● Given instruction:
Rewrite everything from the line containing "gable in the picture above?" down to the end of the data, changing "shingled" to "slate" and leaving all else untouched.

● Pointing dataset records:
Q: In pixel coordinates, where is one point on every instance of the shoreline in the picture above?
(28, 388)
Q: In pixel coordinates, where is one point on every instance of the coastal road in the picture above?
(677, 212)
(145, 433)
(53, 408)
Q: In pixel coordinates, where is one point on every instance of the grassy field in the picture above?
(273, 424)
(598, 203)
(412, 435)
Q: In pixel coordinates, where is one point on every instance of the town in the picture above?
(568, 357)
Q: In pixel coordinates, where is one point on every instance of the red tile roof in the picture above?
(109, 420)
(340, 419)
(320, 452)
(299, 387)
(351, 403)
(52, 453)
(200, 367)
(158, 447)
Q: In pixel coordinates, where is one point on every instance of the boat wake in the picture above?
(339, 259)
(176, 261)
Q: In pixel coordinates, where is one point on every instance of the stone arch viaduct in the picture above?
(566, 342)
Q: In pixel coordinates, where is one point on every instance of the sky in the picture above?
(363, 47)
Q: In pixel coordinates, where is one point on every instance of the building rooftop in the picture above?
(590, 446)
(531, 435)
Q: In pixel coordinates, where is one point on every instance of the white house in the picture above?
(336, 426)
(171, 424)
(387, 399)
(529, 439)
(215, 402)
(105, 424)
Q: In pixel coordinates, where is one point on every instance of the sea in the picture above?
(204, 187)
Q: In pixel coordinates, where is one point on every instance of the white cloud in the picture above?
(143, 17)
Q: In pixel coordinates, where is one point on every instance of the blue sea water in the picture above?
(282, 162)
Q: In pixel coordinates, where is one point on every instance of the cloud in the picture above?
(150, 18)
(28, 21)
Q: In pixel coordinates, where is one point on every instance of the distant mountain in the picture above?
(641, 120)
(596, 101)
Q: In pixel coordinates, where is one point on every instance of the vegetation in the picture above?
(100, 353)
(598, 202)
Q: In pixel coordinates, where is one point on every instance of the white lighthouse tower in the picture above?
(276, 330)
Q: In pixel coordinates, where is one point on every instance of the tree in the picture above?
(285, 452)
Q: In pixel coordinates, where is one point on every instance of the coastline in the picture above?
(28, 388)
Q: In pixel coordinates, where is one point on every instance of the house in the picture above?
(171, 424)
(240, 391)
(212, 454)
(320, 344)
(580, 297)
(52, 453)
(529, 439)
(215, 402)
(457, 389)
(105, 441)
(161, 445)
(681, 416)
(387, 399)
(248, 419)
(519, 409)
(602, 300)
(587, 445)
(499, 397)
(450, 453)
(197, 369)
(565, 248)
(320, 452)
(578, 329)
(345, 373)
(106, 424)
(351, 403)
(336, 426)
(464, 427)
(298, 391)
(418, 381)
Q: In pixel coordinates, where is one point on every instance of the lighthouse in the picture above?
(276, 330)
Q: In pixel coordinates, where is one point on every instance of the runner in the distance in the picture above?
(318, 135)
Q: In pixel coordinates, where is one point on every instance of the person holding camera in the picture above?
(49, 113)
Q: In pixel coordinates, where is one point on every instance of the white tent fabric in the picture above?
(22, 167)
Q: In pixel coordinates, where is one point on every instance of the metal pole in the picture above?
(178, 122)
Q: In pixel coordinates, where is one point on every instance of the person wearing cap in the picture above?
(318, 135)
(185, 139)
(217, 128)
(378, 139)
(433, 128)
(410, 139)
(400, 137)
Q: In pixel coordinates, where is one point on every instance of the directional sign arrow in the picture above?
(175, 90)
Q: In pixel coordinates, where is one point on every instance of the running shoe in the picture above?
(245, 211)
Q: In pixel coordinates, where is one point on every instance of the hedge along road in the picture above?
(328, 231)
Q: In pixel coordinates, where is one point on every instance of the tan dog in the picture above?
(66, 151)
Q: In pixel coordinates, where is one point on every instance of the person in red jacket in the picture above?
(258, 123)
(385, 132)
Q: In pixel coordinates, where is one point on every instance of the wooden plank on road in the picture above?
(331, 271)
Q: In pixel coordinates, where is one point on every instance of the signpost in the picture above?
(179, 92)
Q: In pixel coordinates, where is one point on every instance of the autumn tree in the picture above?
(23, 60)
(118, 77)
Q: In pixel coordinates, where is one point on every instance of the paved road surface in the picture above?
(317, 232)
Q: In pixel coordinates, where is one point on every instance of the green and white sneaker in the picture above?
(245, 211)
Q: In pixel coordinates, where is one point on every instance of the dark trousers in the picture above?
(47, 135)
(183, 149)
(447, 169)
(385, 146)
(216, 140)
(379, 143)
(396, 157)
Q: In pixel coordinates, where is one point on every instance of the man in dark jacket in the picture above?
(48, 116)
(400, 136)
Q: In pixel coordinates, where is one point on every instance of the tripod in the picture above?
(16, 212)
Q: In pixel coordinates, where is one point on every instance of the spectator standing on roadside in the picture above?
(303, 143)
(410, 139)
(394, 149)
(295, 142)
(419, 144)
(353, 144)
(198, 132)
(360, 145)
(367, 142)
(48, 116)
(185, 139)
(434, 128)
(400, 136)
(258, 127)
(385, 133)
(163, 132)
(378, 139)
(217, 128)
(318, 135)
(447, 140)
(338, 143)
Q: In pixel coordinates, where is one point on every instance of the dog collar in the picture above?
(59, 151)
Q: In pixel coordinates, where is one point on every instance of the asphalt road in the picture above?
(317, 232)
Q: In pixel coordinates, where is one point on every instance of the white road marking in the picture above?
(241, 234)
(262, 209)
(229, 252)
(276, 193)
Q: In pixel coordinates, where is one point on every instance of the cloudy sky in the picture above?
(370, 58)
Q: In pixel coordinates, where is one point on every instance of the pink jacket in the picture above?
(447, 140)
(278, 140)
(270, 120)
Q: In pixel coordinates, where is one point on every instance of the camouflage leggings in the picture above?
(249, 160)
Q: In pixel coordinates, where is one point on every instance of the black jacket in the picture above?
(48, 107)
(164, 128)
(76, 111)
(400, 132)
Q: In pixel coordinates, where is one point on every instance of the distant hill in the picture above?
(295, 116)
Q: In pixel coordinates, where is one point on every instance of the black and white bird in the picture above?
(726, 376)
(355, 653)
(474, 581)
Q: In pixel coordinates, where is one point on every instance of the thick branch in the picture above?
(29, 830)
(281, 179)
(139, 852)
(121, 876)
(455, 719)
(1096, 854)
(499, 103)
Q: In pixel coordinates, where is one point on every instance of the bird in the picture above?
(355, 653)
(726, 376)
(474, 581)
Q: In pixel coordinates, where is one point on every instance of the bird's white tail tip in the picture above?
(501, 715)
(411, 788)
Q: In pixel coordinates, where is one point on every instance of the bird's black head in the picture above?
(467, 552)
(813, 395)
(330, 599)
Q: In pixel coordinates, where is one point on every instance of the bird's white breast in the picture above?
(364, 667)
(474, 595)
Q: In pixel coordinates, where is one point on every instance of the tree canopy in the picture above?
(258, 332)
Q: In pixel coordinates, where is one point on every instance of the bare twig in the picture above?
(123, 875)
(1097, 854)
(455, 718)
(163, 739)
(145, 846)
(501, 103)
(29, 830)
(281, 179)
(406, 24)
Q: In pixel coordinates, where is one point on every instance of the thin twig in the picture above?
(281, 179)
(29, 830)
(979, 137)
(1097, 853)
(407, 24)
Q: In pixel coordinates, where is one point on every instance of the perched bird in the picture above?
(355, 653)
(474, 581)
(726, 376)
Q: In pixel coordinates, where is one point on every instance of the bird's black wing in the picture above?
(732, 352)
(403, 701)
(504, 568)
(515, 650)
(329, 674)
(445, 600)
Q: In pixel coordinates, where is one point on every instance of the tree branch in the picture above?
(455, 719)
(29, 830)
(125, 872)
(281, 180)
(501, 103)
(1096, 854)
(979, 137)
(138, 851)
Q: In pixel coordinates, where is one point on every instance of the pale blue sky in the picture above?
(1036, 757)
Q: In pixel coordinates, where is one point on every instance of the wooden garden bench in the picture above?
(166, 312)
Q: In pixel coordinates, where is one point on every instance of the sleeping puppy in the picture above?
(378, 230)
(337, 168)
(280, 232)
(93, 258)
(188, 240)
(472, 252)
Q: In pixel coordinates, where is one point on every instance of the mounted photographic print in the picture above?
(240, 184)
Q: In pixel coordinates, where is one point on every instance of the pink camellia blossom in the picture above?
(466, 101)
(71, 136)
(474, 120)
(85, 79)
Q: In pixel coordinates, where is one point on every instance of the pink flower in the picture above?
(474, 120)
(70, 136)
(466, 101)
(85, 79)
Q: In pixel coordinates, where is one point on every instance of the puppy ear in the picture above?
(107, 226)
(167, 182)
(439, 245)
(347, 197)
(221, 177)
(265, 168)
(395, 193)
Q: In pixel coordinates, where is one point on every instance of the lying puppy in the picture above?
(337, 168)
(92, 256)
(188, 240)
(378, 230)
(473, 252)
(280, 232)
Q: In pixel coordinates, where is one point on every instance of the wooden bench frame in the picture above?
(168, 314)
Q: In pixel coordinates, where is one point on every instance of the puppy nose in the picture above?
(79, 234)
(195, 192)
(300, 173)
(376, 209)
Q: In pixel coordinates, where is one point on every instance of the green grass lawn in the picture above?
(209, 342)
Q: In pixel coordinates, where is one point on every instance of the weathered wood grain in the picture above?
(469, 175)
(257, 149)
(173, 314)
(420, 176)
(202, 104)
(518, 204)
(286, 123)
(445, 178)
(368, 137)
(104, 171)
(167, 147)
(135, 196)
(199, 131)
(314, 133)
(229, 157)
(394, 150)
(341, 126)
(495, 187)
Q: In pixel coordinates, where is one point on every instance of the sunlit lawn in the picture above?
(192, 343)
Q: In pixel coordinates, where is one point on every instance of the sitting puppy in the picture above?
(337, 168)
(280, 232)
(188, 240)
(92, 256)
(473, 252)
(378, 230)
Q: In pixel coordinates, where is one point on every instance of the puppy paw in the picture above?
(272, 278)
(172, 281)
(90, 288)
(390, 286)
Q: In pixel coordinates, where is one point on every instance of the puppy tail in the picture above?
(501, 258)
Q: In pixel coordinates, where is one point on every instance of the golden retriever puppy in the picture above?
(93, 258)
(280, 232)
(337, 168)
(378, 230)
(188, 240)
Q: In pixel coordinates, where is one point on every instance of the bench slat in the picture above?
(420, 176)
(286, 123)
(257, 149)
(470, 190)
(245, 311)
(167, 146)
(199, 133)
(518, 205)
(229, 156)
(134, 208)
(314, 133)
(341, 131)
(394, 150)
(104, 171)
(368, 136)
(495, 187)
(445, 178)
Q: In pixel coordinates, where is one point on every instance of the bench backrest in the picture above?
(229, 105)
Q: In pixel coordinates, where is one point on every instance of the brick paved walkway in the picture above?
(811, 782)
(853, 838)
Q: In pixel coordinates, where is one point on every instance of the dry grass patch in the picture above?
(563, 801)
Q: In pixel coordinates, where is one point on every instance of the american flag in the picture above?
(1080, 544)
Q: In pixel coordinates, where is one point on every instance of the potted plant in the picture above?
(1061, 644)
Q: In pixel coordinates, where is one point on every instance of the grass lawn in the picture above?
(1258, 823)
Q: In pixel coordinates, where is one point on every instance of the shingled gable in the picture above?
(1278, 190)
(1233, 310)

● Solution below:
Q: In pixel coordinates, where is one point on every instance of the slate gable in the picture above?
(1278, 190)
(1233, 310)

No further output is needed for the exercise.